YANG PERLU DILAKUKAN » Salin dan daftarkan setiap baris di bawah yang memuat kata "capped". Huruf besar dan kecil dibedakan.
━━━ BARIS YANG DIBERIKAN
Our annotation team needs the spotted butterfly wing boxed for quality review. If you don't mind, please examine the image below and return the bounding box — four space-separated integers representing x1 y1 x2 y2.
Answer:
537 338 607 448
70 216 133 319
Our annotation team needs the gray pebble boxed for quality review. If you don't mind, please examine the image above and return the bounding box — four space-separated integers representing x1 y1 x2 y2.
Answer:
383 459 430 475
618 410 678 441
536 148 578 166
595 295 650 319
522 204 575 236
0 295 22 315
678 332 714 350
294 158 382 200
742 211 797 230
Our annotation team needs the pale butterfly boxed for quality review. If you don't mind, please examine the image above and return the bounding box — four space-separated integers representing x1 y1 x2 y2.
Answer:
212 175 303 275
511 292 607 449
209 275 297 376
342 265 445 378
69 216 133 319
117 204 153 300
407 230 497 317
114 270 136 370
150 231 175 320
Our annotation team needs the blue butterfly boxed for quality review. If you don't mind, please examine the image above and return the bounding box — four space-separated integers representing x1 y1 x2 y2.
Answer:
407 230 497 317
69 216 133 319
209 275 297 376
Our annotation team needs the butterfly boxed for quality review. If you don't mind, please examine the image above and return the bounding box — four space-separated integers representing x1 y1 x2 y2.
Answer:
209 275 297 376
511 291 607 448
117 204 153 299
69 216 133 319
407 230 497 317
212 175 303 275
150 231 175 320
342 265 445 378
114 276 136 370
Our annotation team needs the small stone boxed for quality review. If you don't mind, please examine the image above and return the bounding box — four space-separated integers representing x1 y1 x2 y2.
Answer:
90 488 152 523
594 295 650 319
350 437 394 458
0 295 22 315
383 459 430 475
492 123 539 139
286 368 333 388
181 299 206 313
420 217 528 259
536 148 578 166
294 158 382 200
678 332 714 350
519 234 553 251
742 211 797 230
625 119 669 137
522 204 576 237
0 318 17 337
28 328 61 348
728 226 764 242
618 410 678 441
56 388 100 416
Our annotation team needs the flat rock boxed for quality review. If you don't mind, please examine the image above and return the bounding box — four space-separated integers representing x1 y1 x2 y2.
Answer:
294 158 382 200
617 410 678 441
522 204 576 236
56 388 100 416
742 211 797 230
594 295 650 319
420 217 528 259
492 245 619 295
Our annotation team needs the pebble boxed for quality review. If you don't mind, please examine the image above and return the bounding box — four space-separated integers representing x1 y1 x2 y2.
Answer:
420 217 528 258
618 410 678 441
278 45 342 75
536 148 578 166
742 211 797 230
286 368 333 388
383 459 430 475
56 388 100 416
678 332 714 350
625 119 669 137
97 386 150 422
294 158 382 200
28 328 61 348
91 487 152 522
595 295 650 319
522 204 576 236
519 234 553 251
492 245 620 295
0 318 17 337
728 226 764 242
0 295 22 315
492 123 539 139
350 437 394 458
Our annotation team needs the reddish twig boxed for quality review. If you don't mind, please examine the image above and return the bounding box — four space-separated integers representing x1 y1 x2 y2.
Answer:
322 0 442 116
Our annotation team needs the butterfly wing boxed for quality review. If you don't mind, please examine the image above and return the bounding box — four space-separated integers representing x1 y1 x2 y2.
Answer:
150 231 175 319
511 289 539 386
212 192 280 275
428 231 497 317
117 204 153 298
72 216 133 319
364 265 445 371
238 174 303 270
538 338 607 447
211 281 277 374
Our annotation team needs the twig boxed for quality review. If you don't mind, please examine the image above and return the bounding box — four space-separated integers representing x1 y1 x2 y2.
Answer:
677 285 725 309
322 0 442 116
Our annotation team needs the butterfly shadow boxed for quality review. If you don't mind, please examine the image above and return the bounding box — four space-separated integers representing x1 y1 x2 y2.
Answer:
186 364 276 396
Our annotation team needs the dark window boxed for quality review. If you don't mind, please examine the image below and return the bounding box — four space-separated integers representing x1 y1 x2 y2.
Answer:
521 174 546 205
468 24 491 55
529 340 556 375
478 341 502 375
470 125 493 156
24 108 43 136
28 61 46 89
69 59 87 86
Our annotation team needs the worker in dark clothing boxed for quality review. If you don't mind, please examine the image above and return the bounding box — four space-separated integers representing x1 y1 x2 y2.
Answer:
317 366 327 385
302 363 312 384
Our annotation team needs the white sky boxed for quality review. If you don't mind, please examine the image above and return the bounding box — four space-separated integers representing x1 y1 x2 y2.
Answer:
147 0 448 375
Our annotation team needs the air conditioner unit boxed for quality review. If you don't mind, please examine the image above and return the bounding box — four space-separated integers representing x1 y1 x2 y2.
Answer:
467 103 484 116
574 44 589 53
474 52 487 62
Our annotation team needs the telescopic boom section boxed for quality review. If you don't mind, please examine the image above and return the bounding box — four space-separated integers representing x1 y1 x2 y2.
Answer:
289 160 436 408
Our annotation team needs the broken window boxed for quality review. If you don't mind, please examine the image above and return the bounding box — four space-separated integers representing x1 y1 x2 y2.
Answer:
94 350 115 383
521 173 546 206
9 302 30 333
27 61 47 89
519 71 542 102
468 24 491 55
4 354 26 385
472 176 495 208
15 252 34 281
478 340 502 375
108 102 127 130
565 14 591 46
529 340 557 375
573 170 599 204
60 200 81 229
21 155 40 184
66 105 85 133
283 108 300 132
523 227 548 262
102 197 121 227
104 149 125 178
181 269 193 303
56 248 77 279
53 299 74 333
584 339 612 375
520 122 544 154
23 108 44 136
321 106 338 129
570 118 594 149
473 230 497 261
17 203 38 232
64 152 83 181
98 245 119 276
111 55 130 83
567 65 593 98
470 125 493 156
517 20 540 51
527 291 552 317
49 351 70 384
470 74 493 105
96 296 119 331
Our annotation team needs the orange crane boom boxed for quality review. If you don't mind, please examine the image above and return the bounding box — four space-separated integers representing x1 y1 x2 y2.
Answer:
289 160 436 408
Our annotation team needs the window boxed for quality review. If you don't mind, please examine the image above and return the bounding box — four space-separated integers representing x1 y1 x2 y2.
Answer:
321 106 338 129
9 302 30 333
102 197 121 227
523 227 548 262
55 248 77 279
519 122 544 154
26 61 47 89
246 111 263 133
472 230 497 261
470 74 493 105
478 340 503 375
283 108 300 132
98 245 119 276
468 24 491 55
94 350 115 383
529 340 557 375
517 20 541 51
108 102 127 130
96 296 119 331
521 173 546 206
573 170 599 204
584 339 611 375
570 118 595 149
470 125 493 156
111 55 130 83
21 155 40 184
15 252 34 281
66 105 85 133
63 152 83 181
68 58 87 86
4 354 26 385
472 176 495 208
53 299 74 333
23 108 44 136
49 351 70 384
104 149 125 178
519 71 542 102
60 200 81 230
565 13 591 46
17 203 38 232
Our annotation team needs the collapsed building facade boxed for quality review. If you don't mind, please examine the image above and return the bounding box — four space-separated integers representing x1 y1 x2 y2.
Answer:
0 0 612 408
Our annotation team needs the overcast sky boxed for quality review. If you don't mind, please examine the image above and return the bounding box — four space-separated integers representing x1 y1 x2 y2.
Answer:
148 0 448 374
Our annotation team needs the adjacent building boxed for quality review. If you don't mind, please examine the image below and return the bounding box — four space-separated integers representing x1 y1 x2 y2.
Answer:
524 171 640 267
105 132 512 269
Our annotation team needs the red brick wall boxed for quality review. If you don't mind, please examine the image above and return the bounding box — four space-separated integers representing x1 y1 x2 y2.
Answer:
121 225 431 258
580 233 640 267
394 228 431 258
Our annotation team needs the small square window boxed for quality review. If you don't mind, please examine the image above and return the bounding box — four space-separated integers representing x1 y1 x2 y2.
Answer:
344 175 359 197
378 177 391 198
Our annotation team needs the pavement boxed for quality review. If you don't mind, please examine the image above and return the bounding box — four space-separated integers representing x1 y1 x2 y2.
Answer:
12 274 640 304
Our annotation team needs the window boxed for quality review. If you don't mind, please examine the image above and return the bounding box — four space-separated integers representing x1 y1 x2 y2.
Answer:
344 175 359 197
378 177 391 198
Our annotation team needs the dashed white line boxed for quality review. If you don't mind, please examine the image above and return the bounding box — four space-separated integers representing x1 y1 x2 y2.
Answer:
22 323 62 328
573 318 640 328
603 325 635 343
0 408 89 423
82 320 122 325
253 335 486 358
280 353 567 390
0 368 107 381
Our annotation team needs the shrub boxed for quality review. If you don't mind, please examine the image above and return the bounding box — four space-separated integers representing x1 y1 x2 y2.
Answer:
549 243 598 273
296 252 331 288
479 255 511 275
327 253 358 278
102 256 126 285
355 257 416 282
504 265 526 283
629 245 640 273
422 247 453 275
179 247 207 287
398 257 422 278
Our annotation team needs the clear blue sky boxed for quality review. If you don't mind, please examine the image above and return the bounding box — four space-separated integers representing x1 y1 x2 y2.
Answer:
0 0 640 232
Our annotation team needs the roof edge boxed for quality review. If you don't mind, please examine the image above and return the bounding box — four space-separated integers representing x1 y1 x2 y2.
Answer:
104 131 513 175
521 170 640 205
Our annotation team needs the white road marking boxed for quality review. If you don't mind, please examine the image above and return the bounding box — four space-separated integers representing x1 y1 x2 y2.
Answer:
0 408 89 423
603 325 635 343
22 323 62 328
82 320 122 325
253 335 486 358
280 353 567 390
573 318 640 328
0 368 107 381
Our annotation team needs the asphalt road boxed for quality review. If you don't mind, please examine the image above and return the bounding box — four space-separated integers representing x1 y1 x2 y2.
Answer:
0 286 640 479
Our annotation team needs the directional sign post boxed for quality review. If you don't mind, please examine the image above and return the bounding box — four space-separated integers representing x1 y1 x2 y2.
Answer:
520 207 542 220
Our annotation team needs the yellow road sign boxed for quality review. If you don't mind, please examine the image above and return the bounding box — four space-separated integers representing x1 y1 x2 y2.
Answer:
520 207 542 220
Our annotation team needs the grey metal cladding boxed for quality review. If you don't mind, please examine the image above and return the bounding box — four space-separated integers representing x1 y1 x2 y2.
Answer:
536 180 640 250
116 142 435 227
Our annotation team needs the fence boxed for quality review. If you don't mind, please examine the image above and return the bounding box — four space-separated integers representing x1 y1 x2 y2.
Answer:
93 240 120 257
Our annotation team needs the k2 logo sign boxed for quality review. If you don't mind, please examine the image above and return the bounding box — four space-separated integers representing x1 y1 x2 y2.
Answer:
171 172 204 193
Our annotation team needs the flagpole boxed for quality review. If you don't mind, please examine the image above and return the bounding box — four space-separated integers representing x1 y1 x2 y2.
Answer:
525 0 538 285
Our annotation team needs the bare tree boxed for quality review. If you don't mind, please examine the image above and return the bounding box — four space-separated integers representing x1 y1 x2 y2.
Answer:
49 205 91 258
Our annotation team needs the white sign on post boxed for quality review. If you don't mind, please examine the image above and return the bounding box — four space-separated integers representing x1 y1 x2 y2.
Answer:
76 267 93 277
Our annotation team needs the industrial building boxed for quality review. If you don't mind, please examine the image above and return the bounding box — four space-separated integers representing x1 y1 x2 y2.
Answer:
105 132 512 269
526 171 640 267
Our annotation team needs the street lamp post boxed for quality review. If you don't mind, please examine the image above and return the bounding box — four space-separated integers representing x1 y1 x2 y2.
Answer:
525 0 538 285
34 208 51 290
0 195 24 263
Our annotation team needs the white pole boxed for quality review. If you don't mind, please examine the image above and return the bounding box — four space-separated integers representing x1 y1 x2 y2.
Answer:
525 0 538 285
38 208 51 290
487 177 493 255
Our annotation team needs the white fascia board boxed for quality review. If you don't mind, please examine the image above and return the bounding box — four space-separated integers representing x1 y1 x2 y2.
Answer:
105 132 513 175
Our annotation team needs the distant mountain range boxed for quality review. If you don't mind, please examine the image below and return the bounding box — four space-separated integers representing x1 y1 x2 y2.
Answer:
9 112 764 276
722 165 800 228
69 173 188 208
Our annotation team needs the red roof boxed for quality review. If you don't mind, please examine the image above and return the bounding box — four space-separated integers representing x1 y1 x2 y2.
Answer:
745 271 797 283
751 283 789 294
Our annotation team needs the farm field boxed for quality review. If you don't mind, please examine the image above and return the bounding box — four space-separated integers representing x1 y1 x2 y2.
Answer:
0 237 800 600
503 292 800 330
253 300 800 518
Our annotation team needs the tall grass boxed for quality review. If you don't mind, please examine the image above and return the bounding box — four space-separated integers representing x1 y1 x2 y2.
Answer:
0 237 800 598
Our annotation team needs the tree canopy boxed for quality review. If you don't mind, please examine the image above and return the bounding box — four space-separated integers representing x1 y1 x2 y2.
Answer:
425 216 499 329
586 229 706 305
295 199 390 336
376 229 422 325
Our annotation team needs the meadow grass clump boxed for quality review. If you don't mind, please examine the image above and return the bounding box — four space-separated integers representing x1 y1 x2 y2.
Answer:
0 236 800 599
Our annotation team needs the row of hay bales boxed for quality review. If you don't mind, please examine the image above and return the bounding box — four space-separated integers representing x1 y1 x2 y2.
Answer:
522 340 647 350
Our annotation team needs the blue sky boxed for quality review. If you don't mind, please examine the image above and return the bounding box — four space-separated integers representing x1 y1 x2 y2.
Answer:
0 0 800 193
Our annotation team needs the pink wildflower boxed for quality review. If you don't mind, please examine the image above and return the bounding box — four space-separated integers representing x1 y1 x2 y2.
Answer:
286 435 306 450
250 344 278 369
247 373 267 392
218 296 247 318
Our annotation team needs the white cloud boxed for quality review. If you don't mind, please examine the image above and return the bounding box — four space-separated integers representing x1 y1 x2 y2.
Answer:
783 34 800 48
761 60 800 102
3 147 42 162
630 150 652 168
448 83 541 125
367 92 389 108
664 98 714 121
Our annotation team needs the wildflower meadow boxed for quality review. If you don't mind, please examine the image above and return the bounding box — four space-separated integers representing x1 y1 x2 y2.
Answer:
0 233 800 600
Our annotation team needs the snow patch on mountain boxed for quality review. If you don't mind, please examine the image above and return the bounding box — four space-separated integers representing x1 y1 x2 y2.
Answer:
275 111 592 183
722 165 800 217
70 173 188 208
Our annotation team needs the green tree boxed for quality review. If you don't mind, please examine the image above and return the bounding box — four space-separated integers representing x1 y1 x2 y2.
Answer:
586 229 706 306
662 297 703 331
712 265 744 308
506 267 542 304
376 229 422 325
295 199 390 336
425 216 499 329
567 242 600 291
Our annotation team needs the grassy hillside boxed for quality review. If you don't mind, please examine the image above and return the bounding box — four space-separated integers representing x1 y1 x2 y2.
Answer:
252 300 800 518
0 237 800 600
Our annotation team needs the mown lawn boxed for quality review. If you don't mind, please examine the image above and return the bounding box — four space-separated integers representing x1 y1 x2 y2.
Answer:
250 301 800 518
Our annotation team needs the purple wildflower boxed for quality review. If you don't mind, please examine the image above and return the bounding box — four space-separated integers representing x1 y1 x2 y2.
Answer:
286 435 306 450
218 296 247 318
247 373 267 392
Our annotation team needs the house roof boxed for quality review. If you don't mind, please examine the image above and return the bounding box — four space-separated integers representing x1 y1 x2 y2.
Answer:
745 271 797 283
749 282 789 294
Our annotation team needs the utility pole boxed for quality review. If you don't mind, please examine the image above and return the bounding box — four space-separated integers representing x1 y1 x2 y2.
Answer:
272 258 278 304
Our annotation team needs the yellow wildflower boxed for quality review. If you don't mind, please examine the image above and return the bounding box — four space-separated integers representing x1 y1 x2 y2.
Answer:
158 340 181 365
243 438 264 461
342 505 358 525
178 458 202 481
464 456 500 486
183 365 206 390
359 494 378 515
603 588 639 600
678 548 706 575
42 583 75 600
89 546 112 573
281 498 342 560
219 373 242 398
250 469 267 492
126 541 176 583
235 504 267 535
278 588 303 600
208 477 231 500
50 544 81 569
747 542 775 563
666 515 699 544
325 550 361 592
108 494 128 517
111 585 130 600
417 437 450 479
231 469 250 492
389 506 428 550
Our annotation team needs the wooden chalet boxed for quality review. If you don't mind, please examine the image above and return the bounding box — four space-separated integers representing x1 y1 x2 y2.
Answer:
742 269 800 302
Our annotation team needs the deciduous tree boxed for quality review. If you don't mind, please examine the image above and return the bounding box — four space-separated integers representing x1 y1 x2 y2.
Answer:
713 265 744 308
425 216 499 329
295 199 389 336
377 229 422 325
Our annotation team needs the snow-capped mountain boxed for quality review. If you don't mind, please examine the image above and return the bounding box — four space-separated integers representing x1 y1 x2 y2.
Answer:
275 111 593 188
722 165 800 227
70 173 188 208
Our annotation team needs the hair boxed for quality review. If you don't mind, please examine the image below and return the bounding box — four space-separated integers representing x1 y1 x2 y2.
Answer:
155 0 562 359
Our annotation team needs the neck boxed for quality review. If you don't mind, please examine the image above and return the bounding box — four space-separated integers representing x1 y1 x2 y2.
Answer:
━━━━━━
JAWABAN LATIHAN »
Our annotation team needs the snow-capped mountain boxed for quality review. If you don't mind, please examine the image above and return the bounding box — four space-separated integers representing x1 y1 x2 y2.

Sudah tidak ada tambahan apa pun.